• [Task details]: Copy the passage on falls prevention from "Anyone who has" up to and including "result of a fall.", swapping "emergency department" for "emergency room".

• [Passage to read]:
*****
Anyone who has a role in older adult falls prevention should consider the relationship between older adult falls and traumatic brain injuries, the higher rate of women falling and experiencing hip fractures compared to men, and postural hypotension.
Older Adult Falls Prevention and Traumatic Brain Injury
Falls, which can involve a bump or blow to the head, are the leading cause of traumatic brain injury (TBI). According to CDC, falls are responsible for 40% of all TBI incidents among all age groups that require an emergency department visit, hospitalization, or death. Men across all age groups are three times more likely to die from a TBI than women. Furthermore, 81% of TBIs that occur among older adults age 65 and older are a direct result of a fall.
*****
• [Extracted records]:
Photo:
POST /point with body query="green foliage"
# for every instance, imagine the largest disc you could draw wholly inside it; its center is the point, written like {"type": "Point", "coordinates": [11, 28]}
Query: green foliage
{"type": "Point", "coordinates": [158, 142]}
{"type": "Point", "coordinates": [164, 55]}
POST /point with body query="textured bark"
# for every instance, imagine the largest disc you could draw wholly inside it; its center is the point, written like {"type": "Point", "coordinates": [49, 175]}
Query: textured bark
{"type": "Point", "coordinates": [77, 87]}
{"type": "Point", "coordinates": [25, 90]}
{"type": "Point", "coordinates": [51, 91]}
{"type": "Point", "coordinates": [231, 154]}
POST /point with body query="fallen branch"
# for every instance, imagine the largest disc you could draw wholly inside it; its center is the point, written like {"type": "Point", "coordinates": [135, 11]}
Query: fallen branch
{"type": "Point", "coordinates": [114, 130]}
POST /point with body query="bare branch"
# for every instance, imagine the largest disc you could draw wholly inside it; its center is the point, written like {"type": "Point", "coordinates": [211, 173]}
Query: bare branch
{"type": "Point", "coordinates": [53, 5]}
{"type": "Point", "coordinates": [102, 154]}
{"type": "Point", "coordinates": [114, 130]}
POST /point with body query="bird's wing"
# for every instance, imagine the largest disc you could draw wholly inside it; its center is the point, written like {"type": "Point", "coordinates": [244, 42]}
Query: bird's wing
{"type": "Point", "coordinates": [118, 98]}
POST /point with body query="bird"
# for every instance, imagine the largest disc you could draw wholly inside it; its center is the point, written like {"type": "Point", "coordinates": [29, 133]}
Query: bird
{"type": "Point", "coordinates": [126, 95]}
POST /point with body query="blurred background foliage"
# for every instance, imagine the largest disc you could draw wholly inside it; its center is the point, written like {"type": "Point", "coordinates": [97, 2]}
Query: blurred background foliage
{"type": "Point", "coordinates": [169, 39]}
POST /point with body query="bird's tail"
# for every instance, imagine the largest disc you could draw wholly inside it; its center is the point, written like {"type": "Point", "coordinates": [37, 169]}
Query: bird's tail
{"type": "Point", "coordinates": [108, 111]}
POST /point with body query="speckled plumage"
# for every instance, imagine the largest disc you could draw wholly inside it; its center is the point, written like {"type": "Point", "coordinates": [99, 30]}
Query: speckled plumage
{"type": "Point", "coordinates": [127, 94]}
*****
• [Answer box]:
Anyone who has a role in older adult falls prevention should consider the relationship between older adult falls and traumatic brain injuries, the higher rate of women falling and experiencing hip fractures compared to men, and postural hypotension.
Older Adult Falls Prevention and Traumatic Brain Injury
Falls, which can involve a bump or blow to the head, are the leading cause of traumatic brain injury (TBI). According to CDC, falls are responsible for 40% of all TBI incidents among all age groups that require an emergency room visit, hospitalization, or death. Men across all age groups are three times more likely to die from a TBI than women. Furthermore, 81% of TBIs that occur among older adults age 65 and older are a direct result of a fall.